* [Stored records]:
● ● ● ● ●
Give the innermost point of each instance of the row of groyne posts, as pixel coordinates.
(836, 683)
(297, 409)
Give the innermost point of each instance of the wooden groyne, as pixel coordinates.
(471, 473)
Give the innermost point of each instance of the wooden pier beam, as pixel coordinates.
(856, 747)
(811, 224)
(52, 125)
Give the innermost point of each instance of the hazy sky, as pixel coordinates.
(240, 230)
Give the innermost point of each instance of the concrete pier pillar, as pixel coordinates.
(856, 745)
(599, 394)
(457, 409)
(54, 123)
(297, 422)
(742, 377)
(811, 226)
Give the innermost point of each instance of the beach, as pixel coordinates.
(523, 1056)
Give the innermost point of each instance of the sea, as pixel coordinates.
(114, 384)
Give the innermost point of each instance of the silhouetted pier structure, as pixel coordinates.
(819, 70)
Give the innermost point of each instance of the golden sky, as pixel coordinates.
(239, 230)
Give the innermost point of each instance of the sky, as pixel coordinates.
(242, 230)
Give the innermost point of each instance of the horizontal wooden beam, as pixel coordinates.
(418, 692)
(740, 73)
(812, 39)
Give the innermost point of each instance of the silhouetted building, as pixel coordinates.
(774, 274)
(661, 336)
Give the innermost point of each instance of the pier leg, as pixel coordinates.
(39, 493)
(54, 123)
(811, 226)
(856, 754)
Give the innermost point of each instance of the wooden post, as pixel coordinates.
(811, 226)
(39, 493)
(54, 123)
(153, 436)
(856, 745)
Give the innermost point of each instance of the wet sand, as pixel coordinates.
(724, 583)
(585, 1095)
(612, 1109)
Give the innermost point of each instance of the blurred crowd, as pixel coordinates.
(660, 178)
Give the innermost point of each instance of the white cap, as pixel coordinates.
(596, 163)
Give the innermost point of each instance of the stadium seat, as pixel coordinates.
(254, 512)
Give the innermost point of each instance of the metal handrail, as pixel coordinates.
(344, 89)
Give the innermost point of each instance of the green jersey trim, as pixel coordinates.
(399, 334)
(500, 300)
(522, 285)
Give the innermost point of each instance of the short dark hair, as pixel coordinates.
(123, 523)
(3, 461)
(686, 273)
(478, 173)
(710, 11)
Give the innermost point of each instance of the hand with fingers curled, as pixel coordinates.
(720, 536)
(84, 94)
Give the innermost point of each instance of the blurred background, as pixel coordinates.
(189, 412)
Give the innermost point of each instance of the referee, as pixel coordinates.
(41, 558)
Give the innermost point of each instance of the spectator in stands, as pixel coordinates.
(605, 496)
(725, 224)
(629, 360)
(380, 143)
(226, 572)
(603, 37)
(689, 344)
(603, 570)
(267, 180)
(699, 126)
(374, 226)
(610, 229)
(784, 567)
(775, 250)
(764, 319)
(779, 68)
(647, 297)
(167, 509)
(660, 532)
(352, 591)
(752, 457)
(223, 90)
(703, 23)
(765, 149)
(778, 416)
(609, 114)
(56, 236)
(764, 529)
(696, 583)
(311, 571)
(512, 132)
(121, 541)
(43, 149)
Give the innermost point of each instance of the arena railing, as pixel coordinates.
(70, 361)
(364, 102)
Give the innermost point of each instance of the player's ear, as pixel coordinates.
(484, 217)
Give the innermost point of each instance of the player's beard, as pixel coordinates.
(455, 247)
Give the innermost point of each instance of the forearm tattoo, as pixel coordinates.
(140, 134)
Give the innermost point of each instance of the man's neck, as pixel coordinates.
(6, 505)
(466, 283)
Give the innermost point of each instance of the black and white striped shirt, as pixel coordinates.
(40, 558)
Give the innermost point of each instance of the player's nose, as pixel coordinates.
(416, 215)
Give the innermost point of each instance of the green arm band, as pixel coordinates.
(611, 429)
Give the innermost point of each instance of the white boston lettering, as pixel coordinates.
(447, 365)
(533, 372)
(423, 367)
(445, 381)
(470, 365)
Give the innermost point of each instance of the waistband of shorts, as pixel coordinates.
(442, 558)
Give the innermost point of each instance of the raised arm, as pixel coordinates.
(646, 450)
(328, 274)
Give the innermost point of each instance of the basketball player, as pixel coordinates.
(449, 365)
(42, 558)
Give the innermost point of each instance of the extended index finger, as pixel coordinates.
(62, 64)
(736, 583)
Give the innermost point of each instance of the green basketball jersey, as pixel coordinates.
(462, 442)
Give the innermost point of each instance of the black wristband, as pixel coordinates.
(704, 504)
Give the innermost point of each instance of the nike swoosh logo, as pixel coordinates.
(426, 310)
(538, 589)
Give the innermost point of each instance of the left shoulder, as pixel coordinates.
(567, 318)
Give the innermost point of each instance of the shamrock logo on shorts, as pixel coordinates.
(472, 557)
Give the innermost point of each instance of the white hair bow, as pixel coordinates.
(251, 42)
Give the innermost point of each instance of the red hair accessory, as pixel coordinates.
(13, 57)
● ● ● ● ●
* [To be done]: Rewrite every one of the records above, putting "most central point" wherever "innermost point" occurs and keeping everything else the same.

* [Expected answer]:
Give the most central point of each instance of the row of groyne posts, as pixel coordinates.
(836, 683)
(297, 409)
Give the most central point of each instance of the wooden groyne, as pixel coordinates.
(471, 473)
Give the most central point of each instance of the wooden pier beam, as pixel coordinates.
(856, 747)
(811, 224)
(52, 125)
Give the most central point of each instance of the hazy sky, as pixel coordinates.
(240, 230)
Give the most central point of each instance of the concrete pier pillar, as pixel coordinates.
(856, 745)
(599, 394)
(457, 409)
(54, 123)
(297, 422)
(742, 377)
(811, 226)
Give the most central point of each instance of the beach, as pixel coordinates.
(523, 1056)
Give the most central point of each instance of the sea, as pixel coordinates.
(114, 384)
Give the most central point of each instance of the silhouetted pier structure, as pixel coordinates.
(819, 70)
Give the most central point of each instance of the golden sky, as pixel coordinates.
(239, 230)
Give the most central point of each instance of the sky, as pixel coordinates.
(242, 230)
Give the most central point of each instance of the horizontal wooden beam, as pixel coordinates.
(418, 692)
(740, 73)
(812, 39)
Give the most central point of each instance of the silhouetted building, as pixel coordinates.
(774, 274)
(661, 336)
Give the most central point of each instance of the pier leg, as pixel coordinates.
(39, 493)
(54, 123)
(811, 226)
(856, 754)
Give the most central point of each instance of the wooden post, as pixel coordinates.
(811, 226)
(39, 493)
(54, 123)
(153, 436)
(856, 745)
Give the most central point of each instance of the wet sand, as pixel coordinates.
(724, 583)
(585, 1095)
(612, 1109)
Give the most central point of each instance of the blurred crowd, as pixel coordinates.
(660, 178)
Give the most central point of each instance of the white cap, as pixel coordinates.
(596, 163)
Give the most central point of each instance of the stadium seat, as pixel coordinates.
(254, 512)
Give the most central point of each instance of the metal handrail, as pixel coordinates.
(344, 89)
Give the most central point of each instance of the green jersey trim, as pixel coordinates.
(399, 334)
(500, 300)
(522, 285)
Give the most central point of each instance of the short dark hair, as pixel coordinates.
(123, 523)
(3, 461)
(686, 273)
(478, 173)
(710, 11)
Give the most central point of each instance of the hand with fingers curled, as pixel coordinates.
(720, 536)
(84, 94)
Give the most central point of each instance of the blurred background, as pixel coordinates.
(189, 412)
Give the most central point of each instance of the referee, as pixel coordinates.
(41, 558)
Give the most central point of each instance of the spectator in stands, as pixel coordinates.
(605, 496)
(725, 224)
(629, 360)
(380, 143)
(226, 572)
(603, 37)
(689, 344)
(603, 570)
(267, 180)
(699, 126)
(374, 226)
(610, 229)
(784, 567)
(775, 250)
(764, 319)
(779, 68)
(647, 297)
(167, 509)
(660, 532)
(352, 591)
(752, 457)
(223, 90)
(703, 23)
(765, 149)
(778, 416)
(609, 114)
(56, 236)
(764, 529)
(696, 583)
(311, 571)
(512, 132)
(121, 541)
(43, 149)
Give the most central point of each instance of the arena railing, as pixel coordinates.
(70, 361)
(364, 102)
Give the most central point of each instance of the player's ear, as pixel coordinates.
(484, 217)
Give the most central point of each instance of the player's beard, as pixel coordinates.
(455, 247)
Give the most central point of each instance of the forearm tattoo, as pixel coordinates.
(140, 134)
Give the most central point of each instance of the man's neck, as pixel coordinates.
(6, 505)
(466, 283)
Give the most central point of each instance of the black and white striped shirt, as pixel coordinates.
(40, 558)
Give the most central point of each instance of the player's nose, as pixel coordinates.
(416, 215)
Give the most central point of each instance of the green arm band, as pixel coordinates.
(611, 429)
Give the most central point of each instance of the white boston lettering, as pixel coordinates.
(447, 365)
(533, 372)
(423, 367)
(445, 381)
(470, 365)
Give the most central point of each instance of the waistband of shorts, as pixel coordinates.
(442, 558)
Give the most central point of each instance of the raised arm, as pixel coordinates.
(646, 450)
(328, 274)
Give the most central point of each instance of the basketball player, as pixel coordinates.
(449, 365)
(42, 558)
Give the most central point of each instance of the extended index finger, as pixel coordinates.
(62, 64)
(736, 583)
Give the most central point of each instance of the green basketball jersey, as pixel coordinates.
(462, 442)
Give the most central point of each instance of the black wristband, as pixel coordinates.
(704, 504)
Give the most central point of each instance of the nike swoosh logo, as pixel coordinates.
(426, 310)
(538, 589)
Give the most central point of each instance of the left shoulder, as pixel coordinates.
(567, 318)
Give the most central point of each instance of the shamrock logo on shorts, as pixel coordinates.
(472, 557)
Give the most central point of each instance of the white hair bow, as pixel coordinates.
(251, 42)
Give the most central point of each instance of the red hair accessory, as pixel coordinates.
(13, 57)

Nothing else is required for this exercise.